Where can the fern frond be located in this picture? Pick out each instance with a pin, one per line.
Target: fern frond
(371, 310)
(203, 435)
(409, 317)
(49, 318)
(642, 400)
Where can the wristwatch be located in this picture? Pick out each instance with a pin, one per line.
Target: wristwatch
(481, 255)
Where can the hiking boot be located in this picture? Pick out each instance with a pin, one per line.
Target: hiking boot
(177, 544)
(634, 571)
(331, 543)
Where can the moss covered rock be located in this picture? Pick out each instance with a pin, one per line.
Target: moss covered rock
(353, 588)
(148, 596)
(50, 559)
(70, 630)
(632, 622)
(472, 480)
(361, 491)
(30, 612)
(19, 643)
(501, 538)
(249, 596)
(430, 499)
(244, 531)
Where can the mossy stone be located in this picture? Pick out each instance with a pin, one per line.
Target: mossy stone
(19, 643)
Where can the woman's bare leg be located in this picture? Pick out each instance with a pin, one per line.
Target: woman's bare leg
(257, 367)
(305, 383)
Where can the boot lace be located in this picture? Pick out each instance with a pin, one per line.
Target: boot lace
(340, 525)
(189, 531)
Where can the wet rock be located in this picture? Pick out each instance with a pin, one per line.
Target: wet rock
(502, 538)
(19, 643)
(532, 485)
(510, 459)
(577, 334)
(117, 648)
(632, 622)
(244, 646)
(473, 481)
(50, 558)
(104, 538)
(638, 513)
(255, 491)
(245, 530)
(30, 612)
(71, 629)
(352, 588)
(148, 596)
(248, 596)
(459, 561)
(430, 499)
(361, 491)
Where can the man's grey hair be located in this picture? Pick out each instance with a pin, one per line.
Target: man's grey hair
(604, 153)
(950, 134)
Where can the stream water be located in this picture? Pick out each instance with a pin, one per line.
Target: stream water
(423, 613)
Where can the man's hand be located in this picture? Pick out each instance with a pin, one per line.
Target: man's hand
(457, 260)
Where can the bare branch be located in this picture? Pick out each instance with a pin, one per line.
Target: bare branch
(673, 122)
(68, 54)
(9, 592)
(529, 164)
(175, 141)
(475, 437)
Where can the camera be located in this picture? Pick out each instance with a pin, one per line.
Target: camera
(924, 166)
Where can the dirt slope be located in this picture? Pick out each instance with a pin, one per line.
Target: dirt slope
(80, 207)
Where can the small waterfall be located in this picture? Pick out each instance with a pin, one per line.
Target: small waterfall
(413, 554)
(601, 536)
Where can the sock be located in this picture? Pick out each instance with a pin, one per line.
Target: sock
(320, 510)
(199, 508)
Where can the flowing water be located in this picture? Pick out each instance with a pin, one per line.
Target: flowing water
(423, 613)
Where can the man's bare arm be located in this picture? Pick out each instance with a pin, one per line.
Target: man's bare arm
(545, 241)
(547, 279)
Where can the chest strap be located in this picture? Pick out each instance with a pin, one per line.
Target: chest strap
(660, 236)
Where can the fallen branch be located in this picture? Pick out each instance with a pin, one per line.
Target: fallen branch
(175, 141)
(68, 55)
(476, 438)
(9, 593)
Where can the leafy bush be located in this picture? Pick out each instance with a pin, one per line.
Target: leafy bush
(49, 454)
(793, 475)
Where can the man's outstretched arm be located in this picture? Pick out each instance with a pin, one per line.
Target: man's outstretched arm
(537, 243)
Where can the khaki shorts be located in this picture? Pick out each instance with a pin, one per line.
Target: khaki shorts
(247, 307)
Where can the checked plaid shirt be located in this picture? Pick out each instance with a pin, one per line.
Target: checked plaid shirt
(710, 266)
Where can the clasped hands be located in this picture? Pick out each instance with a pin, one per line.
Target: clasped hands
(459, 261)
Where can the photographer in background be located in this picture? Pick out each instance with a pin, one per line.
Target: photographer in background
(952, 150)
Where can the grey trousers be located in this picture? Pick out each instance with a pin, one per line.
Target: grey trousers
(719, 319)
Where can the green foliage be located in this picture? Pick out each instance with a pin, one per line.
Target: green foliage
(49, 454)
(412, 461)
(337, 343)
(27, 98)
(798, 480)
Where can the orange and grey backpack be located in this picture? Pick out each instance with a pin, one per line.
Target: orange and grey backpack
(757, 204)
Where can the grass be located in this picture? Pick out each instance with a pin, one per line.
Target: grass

_TASK PROMPT:_ Produce an exact copy of the lines from the one containing "Where can the clasped" through the last line, and of nothing else.

_FINAL RESULT:_
Where can the clasped hands be located in this picture? Pick out each instance with a pin, one per line.
Target: clasped hands
(459, 261)
Where can the photographer in background be located in this picture? Pick out each instance with a pin, one per line.
Target: photographer in background
(952, 150)
Where can the grey trousers be located in this picture? Pick out each instance with a pin, one per line.
Target: grey trousers
(719, 319)
Where can the green foliage be located in this picture? Pick out each instance with a pin, one per line.
Target: green foliage
(49, 454)
(412, 461)
(337, 343)
(27, 98)
(798, 480)
Where can the orange and grey backpack be located in this picture? Pick out each instance with a pin, one per line.
Target: orange and grey backpack
(757, 204)
Where can the grass be located in this picture? Pick out each instance with a pin, one per line.
Target: grass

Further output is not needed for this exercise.